- **What the task requires**: Reproduce everything from the line containing "[trace] beige stucco wall" down to the line containing "Trace the outline of every instance of the beige", both included, with no changes. Output only those lines.

- **Record set**:
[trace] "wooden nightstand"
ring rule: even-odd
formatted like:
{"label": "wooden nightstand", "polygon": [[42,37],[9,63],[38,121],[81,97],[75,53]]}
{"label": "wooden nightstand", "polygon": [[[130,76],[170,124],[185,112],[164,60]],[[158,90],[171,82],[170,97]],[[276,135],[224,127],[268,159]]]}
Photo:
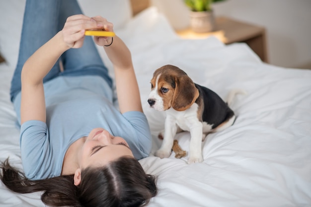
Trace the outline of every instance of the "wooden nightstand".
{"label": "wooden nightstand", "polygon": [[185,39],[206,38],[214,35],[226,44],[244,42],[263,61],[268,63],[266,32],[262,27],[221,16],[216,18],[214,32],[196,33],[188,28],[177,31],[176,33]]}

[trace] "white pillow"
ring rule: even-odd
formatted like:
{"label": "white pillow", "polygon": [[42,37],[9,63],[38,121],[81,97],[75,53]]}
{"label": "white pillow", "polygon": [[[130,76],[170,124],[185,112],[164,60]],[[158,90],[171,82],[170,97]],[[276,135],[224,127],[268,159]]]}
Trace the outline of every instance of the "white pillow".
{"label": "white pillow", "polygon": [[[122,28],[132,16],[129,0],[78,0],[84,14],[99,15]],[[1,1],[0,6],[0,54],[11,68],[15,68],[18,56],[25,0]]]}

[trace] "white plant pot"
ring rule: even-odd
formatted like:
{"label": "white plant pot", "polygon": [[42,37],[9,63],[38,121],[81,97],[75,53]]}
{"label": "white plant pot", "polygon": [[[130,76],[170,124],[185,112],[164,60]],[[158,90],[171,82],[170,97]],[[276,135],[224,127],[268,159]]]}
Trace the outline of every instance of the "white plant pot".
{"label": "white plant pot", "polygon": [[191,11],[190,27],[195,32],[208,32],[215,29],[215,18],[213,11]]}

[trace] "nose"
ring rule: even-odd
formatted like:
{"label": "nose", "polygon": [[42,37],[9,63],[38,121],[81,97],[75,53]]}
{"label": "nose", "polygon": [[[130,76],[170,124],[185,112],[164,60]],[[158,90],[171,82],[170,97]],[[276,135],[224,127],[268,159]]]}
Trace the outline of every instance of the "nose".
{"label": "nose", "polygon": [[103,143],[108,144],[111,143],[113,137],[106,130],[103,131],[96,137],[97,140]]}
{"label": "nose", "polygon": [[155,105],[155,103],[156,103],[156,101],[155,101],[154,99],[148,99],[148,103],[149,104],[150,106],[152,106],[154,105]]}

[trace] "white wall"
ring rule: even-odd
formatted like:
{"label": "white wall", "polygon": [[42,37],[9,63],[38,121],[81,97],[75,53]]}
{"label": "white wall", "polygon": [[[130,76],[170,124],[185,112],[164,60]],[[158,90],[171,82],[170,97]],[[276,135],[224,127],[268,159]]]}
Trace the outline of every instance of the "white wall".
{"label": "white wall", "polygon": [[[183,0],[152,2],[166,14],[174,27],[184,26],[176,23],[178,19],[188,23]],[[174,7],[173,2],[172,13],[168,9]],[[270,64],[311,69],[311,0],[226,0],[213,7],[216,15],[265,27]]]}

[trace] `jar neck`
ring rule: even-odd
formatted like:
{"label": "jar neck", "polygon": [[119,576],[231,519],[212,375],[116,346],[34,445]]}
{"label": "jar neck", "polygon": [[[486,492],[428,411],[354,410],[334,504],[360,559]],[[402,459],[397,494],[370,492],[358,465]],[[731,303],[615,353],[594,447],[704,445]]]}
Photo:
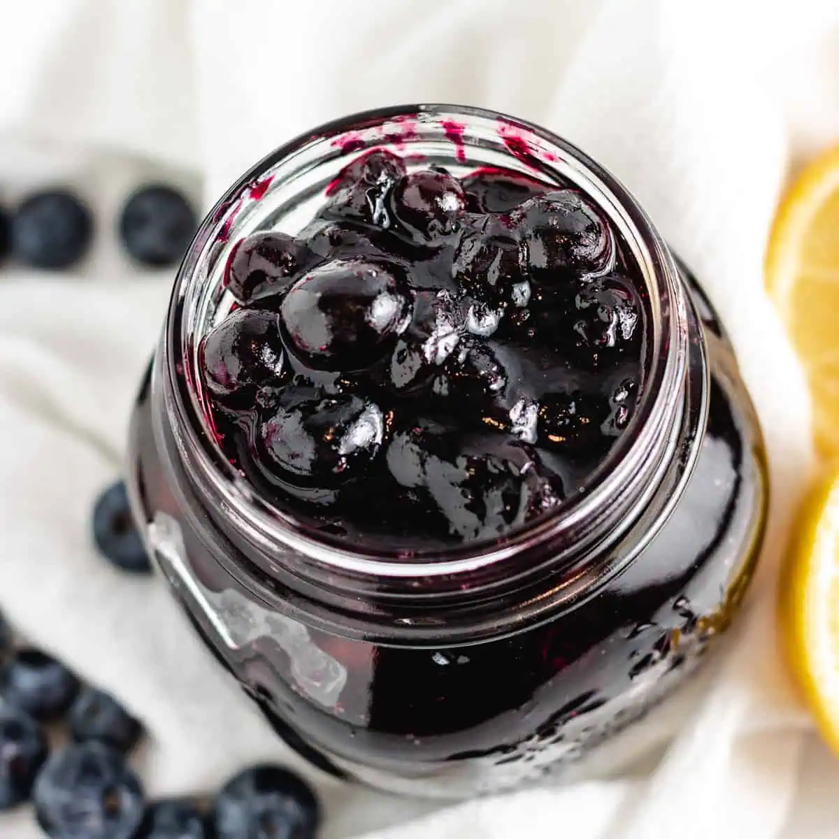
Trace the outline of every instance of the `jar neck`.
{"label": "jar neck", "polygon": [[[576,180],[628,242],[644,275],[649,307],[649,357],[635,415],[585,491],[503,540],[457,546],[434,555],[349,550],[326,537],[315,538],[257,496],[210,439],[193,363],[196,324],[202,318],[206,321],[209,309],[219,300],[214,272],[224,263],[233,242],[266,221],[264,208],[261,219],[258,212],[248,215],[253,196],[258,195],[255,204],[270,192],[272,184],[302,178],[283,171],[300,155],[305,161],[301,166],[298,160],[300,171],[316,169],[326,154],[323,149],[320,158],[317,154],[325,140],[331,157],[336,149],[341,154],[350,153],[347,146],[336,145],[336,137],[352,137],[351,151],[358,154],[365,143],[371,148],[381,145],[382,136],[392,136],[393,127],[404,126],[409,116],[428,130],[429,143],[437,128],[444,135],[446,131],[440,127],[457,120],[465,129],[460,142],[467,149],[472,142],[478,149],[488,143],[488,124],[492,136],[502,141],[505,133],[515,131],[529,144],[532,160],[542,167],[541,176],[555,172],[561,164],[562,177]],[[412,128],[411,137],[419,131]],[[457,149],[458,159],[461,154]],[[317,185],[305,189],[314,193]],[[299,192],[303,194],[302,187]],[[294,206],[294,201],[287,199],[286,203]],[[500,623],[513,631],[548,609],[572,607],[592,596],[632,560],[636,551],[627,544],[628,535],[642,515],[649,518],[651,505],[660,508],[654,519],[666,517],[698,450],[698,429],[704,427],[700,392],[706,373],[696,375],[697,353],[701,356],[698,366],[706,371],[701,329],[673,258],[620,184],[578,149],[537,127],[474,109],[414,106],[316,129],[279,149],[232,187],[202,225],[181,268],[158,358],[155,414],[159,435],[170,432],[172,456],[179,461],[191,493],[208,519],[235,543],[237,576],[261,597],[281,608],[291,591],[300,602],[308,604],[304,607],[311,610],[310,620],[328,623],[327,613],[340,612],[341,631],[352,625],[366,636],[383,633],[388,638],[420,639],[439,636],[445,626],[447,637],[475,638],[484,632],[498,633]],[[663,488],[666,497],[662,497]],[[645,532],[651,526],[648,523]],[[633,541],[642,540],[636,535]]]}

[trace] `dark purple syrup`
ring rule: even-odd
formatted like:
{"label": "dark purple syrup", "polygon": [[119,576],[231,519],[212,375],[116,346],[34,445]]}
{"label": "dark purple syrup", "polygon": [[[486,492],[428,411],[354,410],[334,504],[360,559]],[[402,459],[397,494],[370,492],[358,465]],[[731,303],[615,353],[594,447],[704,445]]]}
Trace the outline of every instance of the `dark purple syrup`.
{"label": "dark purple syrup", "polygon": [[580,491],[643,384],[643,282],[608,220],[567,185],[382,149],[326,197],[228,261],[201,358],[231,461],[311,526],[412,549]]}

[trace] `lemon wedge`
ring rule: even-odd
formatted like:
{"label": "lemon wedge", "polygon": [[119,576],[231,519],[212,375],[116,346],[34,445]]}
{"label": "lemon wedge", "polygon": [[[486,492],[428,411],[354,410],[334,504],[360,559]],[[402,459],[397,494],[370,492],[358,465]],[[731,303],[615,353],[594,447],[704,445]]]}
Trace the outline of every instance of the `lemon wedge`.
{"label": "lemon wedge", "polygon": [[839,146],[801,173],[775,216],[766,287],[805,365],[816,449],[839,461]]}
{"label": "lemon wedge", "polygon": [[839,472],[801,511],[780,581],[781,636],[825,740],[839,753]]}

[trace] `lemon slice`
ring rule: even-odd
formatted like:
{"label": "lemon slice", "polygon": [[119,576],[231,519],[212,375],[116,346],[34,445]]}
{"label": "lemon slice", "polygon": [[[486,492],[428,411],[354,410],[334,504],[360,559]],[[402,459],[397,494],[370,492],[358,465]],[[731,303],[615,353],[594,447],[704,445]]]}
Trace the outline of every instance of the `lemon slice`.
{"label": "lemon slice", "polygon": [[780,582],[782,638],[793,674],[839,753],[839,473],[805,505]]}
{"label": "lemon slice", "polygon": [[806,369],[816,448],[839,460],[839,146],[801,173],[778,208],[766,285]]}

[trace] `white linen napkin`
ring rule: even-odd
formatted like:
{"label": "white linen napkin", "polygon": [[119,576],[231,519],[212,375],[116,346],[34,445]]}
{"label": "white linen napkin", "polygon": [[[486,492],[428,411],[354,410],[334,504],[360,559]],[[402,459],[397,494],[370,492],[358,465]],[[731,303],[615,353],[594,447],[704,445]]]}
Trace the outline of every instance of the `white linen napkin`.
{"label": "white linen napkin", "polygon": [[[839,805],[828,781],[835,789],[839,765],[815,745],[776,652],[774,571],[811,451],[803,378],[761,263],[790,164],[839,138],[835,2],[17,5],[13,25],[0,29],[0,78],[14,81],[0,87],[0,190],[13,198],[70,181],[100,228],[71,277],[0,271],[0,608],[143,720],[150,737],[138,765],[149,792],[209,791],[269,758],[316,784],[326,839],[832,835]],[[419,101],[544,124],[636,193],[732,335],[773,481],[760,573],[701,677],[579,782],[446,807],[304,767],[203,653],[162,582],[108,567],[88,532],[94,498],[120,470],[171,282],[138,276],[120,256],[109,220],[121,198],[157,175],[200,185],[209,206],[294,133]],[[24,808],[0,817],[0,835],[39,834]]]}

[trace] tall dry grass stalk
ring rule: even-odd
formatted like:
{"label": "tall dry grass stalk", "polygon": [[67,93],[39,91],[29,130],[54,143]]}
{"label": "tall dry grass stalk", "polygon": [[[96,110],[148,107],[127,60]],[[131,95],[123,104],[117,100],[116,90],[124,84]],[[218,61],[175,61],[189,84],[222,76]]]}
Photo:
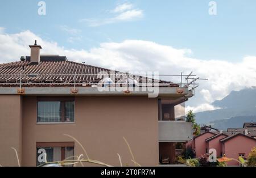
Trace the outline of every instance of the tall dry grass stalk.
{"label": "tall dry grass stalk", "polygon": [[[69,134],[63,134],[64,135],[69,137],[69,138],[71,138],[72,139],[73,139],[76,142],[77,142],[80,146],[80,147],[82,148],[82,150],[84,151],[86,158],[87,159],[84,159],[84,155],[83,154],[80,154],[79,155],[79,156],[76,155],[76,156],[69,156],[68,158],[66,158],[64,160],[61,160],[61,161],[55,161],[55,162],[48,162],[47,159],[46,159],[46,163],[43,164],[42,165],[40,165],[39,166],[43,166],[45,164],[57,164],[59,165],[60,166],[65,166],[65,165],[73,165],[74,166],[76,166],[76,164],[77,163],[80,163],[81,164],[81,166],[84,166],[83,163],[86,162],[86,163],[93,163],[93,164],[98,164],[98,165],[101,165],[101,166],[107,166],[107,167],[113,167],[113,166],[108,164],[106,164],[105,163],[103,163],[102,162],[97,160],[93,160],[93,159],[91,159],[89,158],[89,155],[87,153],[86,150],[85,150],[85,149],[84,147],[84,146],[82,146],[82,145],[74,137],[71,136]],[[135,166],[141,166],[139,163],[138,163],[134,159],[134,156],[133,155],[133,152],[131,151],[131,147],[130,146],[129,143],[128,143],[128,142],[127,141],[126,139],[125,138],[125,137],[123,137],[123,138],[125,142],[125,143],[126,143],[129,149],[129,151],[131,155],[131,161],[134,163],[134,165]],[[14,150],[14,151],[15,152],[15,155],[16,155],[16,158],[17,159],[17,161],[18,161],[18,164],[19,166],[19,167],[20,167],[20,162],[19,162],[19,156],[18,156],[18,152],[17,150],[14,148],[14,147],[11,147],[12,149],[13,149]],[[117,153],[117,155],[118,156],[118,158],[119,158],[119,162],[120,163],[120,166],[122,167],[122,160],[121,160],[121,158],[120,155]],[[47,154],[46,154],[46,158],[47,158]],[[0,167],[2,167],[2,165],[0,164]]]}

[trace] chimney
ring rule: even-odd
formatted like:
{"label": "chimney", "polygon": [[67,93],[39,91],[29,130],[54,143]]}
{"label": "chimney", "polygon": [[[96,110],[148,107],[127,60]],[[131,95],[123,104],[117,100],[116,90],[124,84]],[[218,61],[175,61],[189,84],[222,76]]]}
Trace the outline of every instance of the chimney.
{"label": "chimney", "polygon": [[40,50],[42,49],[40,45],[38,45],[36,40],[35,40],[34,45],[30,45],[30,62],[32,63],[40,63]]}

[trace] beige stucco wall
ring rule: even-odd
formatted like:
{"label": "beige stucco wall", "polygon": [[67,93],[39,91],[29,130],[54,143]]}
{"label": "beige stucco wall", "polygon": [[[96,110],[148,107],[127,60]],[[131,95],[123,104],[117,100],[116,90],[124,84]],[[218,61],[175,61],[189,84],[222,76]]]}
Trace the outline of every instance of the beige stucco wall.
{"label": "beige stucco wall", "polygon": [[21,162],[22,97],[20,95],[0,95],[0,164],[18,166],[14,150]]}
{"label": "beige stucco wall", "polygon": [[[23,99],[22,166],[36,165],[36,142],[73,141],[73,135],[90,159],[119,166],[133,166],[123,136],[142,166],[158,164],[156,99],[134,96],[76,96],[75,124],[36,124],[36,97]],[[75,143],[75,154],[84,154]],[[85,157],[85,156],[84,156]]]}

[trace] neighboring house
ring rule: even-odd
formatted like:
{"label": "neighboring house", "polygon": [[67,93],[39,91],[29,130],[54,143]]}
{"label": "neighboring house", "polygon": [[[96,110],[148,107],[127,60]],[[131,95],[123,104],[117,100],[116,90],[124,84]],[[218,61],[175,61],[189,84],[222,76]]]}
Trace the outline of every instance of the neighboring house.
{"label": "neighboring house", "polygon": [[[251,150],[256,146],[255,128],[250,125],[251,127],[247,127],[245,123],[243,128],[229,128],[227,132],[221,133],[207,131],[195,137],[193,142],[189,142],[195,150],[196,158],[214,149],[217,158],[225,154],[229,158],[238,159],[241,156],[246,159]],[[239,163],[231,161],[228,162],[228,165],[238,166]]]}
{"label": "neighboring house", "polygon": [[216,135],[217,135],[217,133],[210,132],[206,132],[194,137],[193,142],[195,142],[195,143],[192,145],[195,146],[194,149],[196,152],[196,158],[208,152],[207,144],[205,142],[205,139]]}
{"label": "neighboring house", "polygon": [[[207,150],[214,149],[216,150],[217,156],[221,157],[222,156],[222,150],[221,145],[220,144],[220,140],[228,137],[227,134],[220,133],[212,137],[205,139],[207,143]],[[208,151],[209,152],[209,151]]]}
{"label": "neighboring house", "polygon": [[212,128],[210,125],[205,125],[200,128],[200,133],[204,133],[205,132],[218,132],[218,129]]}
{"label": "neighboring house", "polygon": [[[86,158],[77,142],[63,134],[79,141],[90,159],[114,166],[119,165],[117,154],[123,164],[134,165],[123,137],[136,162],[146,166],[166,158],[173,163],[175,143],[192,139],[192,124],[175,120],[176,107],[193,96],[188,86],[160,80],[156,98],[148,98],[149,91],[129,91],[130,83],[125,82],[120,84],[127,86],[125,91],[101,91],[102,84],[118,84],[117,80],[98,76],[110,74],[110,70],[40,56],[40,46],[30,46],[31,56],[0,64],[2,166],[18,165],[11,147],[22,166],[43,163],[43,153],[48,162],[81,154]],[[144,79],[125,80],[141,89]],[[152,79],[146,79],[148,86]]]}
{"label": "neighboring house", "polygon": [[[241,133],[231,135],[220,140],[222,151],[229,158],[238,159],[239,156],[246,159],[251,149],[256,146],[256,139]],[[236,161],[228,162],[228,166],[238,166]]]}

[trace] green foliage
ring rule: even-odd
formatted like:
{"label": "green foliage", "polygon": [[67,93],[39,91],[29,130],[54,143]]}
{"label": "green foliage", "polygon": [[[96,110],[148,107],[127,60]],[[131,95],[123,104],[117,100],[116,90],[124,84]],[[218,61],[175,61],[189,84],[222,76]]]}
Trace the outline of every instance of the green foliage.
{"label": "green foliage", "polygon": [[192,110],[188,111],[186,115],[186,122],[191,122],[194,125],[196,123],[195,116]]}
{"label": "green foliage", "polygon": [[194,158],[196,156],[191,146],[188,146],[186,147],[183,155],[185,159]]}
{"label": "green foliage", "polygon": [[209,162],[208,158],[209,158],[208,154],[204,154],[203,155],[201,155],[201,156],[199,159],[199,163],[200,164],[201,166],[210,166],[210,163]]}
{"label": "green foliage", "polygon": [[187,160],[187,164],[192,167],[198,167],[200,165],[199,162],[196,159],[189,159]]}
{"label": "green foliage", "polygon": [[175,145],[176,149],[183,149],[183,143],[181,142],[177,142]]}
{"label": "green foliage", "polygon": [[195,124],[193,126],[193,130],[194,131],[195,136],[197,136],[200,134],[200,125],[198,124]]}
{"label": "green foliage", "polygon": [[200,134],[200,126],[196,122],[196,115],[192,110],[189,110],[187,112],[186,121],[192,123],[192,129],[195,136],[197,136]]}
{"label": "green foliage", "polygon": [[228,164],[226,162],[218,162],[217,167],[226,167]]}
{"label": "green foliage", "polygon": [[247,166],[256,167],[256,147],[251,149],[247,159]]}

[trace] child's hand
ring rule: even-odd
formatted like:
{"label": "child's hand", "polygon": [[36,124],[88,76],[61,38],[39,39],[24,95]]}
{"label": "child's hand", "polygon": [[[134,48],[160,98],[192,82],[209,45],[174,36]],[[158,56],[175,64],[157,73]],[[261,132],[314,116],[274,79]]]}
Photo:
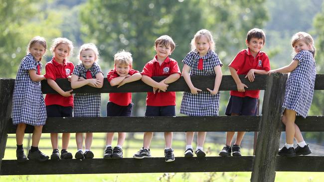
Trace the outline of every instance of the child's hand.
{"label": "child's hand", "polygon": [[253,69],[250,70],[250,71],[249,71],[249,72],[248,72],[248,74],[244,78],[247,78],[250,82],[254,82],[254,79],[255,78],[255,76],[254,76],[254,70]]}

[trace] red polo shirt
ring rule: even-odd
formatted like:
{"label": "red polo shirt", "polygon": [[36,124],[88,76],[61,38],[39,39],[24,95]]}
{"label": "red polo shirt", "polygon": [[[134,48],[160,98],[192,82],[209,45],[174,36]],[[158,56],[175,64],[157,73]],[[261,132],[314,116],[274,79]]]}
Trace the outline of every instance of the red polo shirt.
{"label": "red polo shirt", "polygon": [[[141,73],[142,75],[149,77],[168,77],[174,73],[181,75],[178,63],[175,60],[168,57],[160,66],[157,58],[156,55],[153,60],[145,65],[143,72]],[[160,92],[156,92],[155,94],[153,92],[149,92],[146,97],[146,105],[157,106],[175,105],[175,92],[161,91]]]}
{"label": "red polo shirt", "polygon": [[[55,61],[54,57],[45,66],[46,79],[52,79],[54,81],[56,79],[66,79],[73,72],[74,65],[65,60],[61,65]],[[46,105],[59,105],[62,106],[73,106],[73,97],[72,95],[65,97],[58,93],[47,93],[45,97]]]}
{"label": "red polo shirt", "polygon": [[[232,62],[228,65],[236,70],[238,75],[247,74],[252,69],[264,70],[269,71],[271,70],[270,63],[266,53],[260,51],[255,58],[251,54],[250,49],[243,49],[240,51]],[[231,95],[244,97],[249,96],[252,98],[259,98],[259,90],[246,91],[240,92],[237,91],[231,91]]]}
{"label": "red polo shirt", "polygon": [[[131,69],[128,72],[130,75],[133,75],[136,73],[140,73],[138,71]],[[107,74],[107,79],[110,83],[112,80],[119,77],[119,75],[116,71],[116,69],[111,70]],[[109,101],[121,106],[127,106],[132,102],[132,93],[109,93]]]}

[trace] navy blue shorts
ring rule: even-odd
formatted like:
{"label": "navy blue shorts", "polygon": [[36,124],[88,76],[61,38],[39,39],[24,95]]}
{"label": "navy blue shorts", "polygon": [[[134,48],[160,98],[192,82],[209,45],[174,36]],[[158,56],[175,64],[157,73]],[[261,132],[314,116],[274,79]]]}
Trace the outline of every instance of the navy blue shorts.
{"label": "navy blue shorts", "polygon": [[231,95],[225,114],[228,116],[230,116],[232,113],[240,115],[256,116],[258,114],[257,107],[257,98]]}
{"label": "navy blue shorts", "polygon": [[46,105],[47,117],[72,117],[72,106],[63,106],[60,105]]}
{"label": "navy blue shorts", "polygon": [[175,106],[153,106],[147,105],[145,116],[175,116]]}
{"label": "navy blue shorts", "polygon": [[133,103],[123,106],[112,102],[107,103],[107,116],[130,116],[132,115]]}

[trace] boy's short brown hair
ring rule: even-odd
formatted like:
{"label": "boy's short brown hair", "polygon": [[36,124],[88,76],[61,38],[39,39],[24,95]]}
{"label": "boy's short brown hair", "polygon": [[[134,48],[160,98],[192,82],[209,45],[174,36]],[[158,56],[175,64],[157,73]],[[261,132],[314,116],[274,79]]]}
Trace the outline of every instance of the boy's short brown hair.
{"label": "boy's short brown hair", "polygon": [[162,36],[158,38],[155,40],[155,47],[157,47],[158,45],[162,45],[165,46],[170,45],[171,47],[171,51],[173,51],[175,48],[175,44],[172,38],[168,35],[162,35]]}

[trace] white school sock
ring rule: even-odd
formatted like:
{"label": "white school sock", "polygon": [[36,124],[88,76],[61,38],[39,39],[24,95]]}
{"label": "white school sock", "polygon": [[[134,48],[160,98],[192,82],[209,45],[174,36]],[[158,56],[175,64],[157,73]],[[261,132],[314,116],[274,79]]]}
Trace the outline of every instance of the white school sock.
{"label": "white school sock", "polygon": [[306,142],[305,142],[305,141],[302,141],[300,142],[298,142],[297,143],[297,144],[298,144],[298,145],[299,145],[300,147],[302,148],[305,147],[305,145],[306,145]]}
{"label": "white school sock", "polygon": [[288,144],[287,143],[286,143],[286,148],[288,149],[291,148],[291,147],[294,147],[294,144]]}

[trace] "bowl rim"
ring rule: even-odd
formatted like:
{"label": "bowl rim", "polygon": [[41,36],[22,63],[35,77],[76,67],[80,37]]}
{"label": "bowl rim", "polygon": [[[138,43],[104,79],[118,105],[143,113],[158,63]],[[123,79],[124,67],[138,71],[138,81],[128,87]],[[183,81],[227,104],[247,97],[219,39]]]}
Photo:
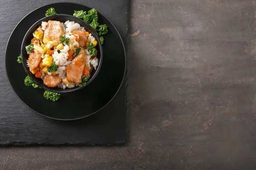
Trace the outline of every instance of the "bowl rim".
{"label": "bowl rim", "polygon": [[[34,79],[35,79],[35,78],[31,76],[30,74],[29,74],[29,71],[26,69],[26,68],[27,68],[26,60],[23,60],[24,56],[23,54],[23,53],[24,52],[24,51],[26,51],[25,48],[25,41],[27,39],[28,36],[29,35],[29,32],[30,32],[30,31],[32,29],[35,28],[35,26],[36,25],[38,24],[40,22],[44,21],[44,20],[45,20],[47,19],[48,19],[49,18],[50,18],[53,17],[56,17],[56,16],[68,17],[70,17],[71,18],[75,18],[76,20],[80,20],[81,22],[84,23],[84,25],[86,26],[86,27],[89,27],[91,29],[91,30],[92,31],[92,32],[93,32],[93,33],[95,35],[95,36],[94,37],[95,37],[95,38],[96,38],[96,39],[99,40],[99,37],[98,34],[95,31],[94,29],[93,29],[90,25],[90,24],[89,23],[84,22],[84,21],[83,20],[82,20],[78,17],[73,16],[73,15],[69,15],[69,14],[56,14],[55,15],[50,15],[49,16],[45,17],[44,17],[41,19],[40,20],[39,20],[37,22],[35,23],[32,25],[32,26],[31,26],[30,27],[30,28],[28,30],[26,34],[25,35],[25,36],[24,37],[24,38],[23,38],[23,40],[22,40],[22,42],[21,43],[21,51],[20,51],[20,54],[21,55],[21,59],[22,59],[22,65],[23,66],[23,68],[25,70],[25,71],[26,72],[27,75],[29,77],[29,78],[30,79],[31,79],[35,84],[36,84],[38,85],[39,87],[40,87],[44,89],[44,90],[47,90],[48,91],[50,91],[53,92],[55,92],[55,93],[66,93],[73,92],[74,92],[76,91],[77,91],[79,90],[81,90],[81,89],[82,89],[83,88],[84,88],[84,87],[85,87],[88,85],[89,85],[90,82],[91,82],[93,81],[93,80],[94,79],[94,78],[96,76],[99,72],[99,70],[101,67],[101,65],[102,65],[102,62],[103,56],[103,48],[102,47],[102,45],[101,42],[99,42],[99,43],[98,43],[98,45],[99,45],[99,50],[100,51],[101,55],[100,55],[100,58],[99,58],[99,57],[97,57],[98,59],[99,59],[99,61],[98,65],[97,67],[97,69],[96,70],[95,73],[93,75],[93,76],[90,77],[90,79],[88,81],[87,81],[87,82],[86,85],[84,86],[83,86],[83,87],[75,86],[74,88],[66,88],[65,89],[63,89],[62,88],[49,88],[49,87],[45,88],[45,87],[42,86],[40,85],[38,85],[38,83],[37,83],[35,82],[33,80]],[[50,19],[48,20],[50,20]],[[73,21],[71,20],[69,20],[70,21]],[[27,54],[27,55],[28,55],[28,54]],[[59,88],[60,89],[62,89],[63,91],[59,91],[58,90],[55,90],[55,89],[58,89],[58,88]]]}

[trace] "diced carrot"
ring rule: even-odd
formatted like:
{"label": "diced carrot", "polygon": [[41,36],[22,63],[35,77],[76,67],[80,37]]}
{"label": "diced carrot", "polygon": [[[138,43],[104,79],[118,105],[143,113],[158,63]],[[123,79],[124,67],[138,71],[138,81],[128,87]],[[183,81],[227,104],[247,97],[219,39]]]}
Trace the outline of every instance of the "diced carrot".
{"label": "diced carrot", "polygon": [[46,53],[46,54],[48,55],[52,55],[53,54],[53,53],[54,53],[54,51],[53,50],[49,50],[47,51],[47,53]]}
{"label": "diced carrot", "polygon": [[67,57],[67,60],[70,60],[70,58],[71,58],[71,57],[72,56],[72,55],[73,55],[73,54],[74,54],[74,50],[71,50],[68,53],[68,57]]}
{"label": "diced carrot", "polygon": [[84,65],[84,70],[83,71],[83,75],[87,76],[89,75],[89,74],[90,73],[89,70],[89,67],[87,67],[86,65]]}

- **Correct result**:
[trace] beige stucco wall
ring rule: even-odd
formatted like:
{"label": "beige stucco wall", "polygon": [[67,93],[39,91],[29,130],[54,143]]}
{"label": "beige stucco wall", "polygon": [[[96,110],[148,107],[127,60]],[[131,95],[123,104],[117,100],[116,90],[124,84]],[[218,61],[175,61],[189,84],[222,76]]]}
Trace the outline of every instance of the beige stucco wall.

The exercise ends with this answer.